*** Text provided ***

Building Spotify Discover Weekly Email Alert with Luigi

A simple Luigi data pipeline

Ricky Kim
Towards Data Science

--

Photo by Ryan Quintal on Unsplash

First of all, I would like you to understand that this is a record of my personal learning. You might find a better way to implement things than what I have tried and shown here. If you have any suggestions to improve the code, I’d be very happy to hear advice, comments.

If you are a Spotify user, you may have heard of their feature called “Discover Weekly”. Discover Weekly is a playlist of 30 songs, that Spotify recommends based on your listening history. I absolutely love Discover Weekly, and sometimes even get scared a little bit of how Spotify knows me too well. And it is not just me, it appears.

The only problem I have with Discover Weekly is that I can’t access my historical Discover Weekly since it automatically refreshes every Monday. When I forgot to save the songs I like to my libraries or playlists, next week the list is completely gone, and I have no way to figure out what was that song I absolutely loved but forgot to save.

The small private project I am sharing here started from the above problem. The solution I came up with is to extract the list of songs from Discover Weekly every Monday and send the list as an email to myself. It was a perfect opportunity to try a simple data pipeline with Luigi.

Requires:

  • Spotify account
  • Gmail account
  • AWS account

(BTW I am using a Macbook for this project, some of the steps might be slightly different if you are on Windows.)

*** Rows ***

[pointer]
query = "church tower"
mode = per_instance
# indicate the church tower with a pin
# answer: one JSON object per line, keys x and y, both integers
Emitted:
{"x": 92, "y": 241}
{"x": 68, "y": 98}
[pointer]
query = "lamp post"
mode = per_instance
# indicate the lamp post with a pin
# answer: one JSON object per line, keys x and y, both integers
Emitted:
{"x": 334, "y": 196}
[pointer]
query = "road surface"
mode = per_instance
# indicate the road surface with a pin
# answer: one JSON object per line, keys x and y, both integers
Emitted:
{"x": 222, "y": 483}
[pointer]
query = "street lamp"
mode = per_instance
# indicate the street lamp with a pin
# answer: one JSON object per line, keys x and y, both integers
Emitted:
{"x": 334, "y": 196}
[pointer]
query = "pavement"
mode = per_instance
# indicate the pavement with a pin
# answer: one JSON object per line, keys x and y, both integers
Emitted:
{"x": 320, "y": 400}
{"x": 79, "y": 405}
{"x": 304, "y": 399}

***
*** Rows ***

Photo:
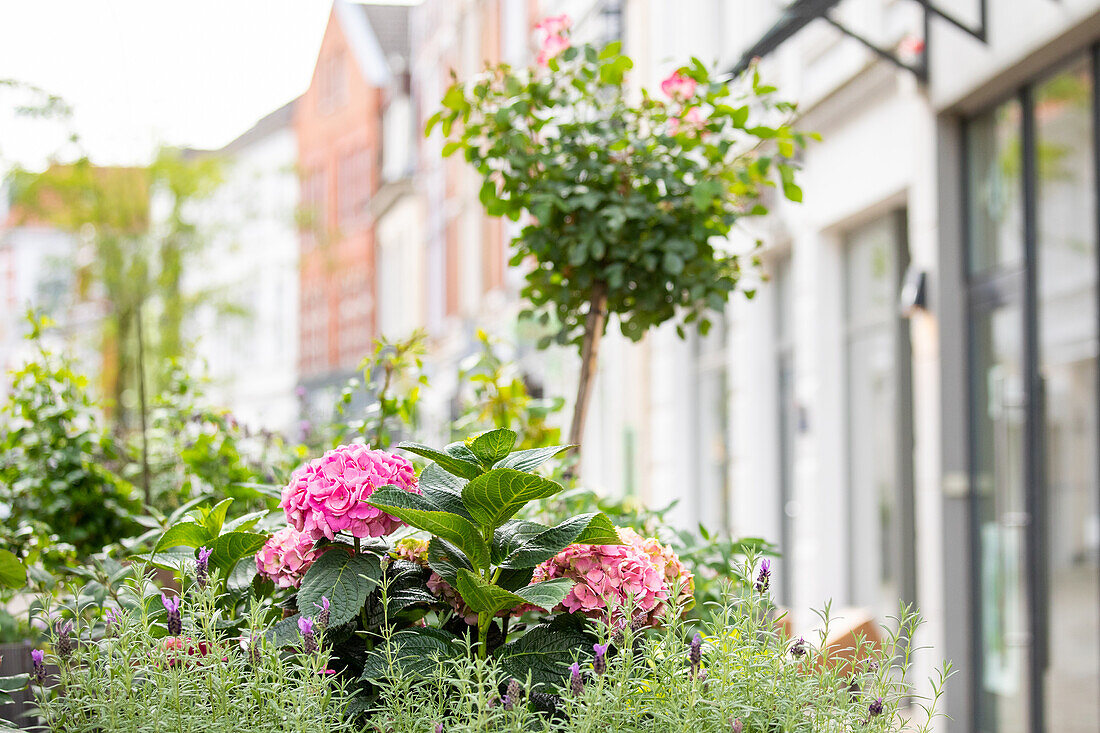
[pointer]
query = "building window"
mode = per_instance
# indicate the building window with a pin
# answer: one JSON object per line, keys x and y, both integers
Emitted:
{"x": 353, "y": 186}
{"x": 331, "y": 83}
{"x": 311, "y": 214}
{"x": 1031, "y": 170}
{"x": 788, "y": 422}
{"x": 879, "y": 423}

***
*** Rows ***

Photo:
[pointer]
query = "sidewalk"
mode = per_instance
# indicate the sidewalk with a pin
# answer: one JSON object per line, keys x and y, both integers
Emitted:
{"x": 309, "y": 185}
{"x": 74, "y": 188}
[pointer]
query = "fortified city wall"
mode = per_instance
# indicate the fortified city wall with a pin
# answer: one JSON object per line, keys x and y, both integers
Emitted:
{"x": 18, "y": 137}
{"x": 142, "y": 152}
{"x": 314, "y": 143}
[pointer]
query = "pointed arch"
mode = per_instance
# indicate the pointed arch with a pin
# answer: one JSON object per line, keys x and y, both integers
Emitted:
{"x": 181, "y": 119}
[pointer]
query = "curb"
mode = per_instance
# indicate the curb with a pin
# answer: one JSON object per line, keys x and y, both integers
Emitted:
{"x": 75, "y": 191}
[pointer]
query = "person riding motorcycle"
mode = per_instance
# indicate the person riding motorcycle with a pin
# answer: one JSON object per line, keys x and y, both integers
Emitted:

***

What you will do ->
Return the whole Spotify Discover Weekly email alert text word for word. The material has no connection to the text.

The response ->
Building Spotify Discover Weekly Email Alert with Luigi

A simple Luigi data pipeline

Ricky Kim
Towards Data Science

--

Photo by Ryan Quintal on Unsplash

First of all, I would like you to understand that this is a record of my personal learning. You might find a better way to implement things than what I have tried and shown here. If you have any suggestions to improve the code, I’d be very happy to hear advice, comments.

If you are a Spotify user, you may have heard of their feature called “Discover Weekly”. Discover Weekly is a playlist of 30 songs, that Spotify recommends based on your listening history. I absolutely love Discover Weekly, and sometimes even get scared a little bit of how Spotify knows me too well. And it is not just me, it appears.

The only problem I have with Discover Weekly is that I can’t access my historical Discover Weekly since it automatically refreshes every Monday. When I forgot to save the songs I like to my libraries or playlists, next week the list is completely gone, and I have no way to figure out what was that song I absolutely loved but forgot to save.

The small private project I am sharing here started from the above problem. The solution I came up with is to extract the list of songs from Discover Weekly every Monday and send the list as an email to myself. It was a perfect opportunity to try a simple data pipeline with Luigi.

Requires:

  • Spotify account
  • Gmail account
  • AWS account

(BTW I am using a Macbook for this project, some of the steps might be slightly different if you are on Windows.)